─── Records
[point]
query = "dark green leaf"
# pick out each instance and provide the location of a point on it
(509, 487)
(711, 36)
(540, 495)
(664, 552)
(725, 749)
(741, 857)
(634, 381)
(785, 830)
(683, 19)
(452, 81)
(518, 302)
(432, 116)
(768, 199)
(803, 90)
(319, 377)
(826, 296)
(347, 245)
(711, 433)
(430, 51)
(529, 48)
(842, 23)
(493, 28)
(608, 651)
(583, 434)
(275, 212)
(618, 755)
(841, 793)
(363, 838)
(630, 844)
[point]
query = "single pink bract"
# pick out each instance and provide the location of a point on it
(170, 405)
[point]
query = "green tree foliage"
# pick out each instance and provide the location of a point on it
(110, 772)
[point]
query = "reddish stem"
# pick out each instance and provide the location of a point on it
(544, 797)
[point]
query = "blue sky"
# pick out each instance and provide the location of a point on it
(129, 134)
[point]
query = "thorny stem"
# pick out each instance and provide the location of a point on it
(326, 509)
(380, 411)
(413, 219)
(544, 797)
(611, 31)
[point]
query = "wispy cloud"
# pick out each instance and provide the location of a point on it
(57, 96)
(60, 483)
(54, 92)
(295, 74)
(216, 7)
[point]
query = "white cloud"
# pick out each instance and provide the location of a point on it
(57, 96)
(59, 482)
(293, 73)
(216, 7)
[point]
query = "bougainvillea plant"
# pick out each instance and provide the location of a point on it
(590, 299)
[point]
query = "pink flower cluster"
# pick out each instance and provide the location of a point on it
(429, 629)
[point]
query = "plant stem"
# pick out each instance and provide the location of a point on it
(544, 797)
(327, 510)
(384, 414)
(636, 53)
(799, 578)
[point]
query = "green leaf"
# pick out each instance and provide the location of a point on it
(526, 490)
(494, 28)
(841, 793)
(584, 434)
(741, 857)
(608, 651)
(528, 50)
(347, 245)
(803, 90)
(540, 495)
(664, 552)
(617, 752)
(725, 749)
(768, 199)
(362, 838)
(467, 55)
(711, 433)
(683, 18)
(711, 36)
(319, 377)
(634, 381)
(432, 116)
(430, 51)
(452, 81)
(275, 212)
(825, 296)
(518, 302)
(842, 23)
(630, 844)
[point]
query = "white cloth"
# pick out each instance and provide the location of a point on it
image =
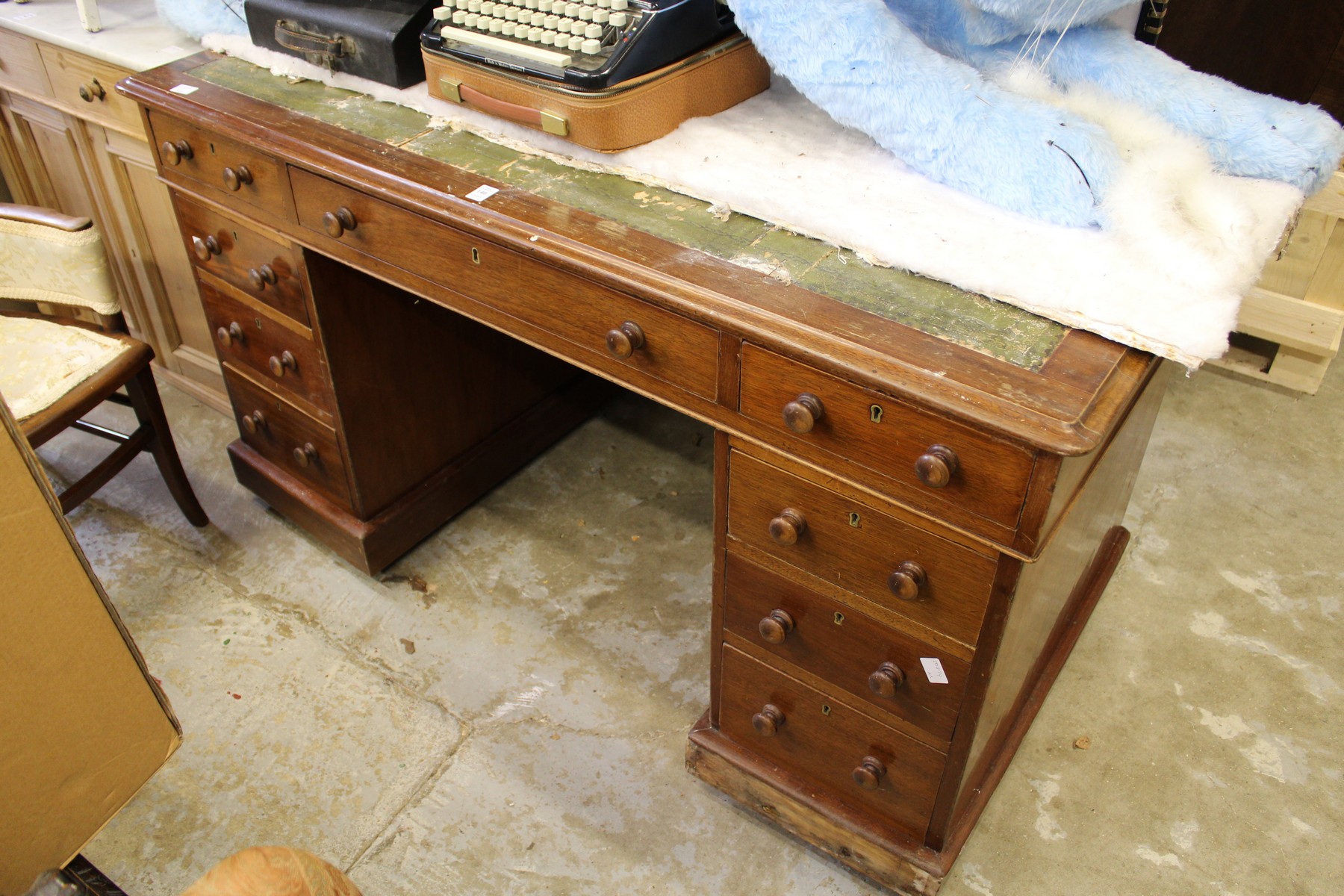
(40, 361)
(1163, 280)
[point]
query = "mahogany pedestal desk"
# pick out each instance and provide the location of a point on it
(918, 492)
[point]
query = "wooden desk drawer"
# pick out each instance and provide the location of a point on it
(827, 742)
(287, 437)
(843, 647)
(233, 171)
(20, 65)
(87, 85)
(859, 548)
(675, 349)
(281, 352)
(991, 479)
(264, 267)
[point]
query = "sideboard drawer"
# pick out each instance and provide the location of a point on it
(889, 437)
(667, 346)
(281, 352)
(828, 743)
(264, 267)
(934, 582)
(20, 65)
(87, 85)
(877, 664)
(230, 169)
(287, 437)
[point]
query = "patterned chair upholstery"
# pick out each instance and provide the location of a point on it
(55, 368)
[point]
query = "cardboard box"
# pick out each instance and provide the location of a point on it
(82, 724)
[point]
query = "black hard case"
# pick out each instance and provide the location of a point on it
(376, 40)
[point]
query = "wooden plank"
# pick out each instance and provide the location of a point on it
(1290, 321)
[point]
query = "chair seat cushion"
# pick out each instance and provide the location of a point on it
(40, 361)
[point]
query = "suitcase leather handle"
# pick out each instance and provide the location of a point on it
(307, 42)
(547, 121)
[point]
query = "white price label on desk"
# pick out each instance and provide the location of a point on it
(933, 668)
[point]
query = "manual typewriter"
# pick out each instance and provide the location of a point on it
(586, 45)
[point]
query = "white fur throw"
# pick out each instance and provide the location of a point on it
(1167, 276)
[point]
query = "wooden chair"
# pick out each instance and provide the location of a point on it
(54, 368)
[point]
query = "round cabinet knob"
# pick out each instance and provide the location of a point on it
(776, 626)
(255, 422)
(261, 277)
(937, 467)
(305, 455)
(230, 335)
(870, 773)
(886, 680)
(769, 721)
(235, 178)
(803, 413)
(625, 339)
(205, 247)
(92, 90)
(906, 581)
(337, 222)
(175, 152)
(786, 527)
(287, 361)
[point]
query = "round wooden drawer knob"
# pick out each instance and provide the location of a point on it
(624, 340)
(803, 413)
(305, 455)
(92, 90)
(261, 277)
(255, 422)
(285, 361)
(769, 721)
(937, 467)
(886, 680)
(337, 222)
(870, 773)
(230, 335)
(235, 178)
(205, 247)
(175, 152)
(776, 626)
(786, 527)
(907, 581)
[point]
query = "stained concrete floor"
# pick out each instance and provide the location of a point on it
(504, 711)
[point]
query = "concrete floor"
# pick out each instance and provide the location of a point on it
(504, 711)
──────
## Directions for this task
Write out the full set of lines verbatim, without the pictures.

## Answer for this exercise
[point]
query = "dark green leaf"
# pick out each instance and provide the location of a point on it
(509, 487)
(711, 36)
(540, 495)
(664, 552)
(725, 749)
(741, 857)
(634, 381)
(785, 830)
(683, 19)
(452, 81)
(518, 302)
(432, 116)
(768, 199)
(803, 90)
(319, 377)
(826, 296)
(347, 245)
(711, 433)
(430, 51)
(529, 48)
(842, 23)
(493, 28)
(608, 651)
(583, 434)
(275, 212)
(618, 755)
(841, 793)
(363, 838)
(630, 844)
[point]
query = "single pink bract"
# pick out each instance and provide the location of a point on it
(170, 405)
[point]
query = "green tree foliage"
# pick out each instance and provide the location of a point on it
(110, 772)
[point]
query = "reddish stem"
# pick out each instance and provide the location of a point on it
(544, 797)
[point]
query = "blue sky"
# pick out each instance and provide the location of a point on it
(129, 134)
[point]
query = "thorny stem"
# pick out each instance and provide the location of a point on it
(326, 509)
(380, 411)
(413, 219)
(544, 797)
(611, 31)
[point]
query = "wispy cloud"
# pick out each instance and provide the location of a point on it
(57, 96)
(60, 483)
(54, 92)
(295, 74)
(216, 7)
[point]
query = "white cloud"
# pick out each instance and provide the location of a point on it
(57, 96)
(59, 482)
(293, 73)
(216, 7)
[point]
query = "bougainvillea plant"
# pick out each instance and provide the location of a point on it
(590, 299)
[point]
query = "pink flower cluster"
# pick out each instance and provide the location of a point on it
(429, 629)
[point]
query = "plant stem"
# pick out each instance and provide the location of a point on it
(544, 797)
(327, 510)
(384, 414)
(636, 53)
(799, 578)
[point]
query = "green leaf"
# pick out each instance and provide the location of a point on it
(526, 490)
(494, 28)
(841, 793)
(584, 434)
(741, 857)
(608, 651)
(528, 50)
(347, 245)
(803, 90)
(540, 495)
(664, 552)
(617, 752)
(725, 749)
(768, 199)
(362, 838)
(467, 55)
(711, 433)
(683, 18)
(711, 36)
(319, 377)
(634, 381)
(432, 116)
(430, 51)
(452, 81)
(275, 212)
(825, 296)
(518, 302)
(842, 23)
(630, 844)
[point]
query = "white cloth"
# pick out each instance and provide the location of a point on it
image =
(40, 361)
(1163, 280)
[point]
query = "mahogany pedestal desk"
# pick out each instance and provide the location of a point on it
(918, 492)
[point]
query = "wooden desk drawer"
# pick out each instance and provide the location of a point on it
(827, 742)
(287, 437)
(843, 647)
(233, 171)
(20, 65)
(87, 85)
(859, 548)
(675, 349)
(281, 352)
(991, 479)
(264, 267)
[point]
query = "sideboard drawer"
# pick out each instance and provide the location of a point on it
(889, 437)
(667, 346)
(281, 352)
(828, 743)
(264, 267)
(934, 582)
(20, 65)
(87, 85)
(877, 664)
(230, 169)
(287, 437)
[point]
query = "patterned chair upholstery"
# pick out each instance and provide the location of a point on it
(55, 368)
[point]
query = "cardboard box"
# pick out each instance and provide the location of a point on it
(82, 724)
[point]
query = "black hard case"
# pick out each instance and provide the location of a point on it
(376, 40)
[point]
query = "wooden plank"
# pick out each instance and provide the location of a point on it
(1290, 321)
[point]
query = "chair seat cushion"
# pick out each instance and provide the location of a point on it
(40, 361)
[point]
query = "suitcase leather handle"
# pick out each instance and provide the location of a point on it
(307, 42)
(547, 121)
[point]
query = "white price label on desk"
# pick out each instance and provide the location of a point on it
(933, 668)
[point]
query = "manual typewriter"
# pick out each instance and provide the location of a point on it
(586, 45)
[point]
query = "white fur throw"
# pick out each instance and provide the location of a point on it
(1167, 276)
[point]
query = "wooden chair"
# pick out each instance and provide the location of a point on it
(54, 368)
[point]
query = "round cabinet knob"
# pick out each instance and provide the location of a point on it
(776, 626)
(255, 422)
(261, 277)
(937, 467)
(305, 455)
(230, 335)
(870, 773)
(886, 680)
(769, 721)
(235, 178)
(803, 413)
(625, 339)
(205, 247)
(92, 90)
(906, 581)
(337, 222)
(175, 152)
(786, 527)
(287, 361)
[point]
query = "round wooden drawer knob"
# pick out each instance and provide the location of a point on it
(624, 340)
(803, 413)
(305, 455)
(92, 90)
(261, 277)
(255, 422)
(285, 361)
(769, 721)
(937, 467)
(886, 680)
(337, 222)
(870, 773)
(230, 335)
(235, 178)
(205, 247)
(175, 152)
(776, 626)
(786, 527)
(907, 581)
[point]
query = "stained concrete floor"
# pick out each instance and provide the location of a point on it
(504, 711)
[point]
query = "concrete floor"
# pick out each instance and provide the location of a point on it
(504, 711)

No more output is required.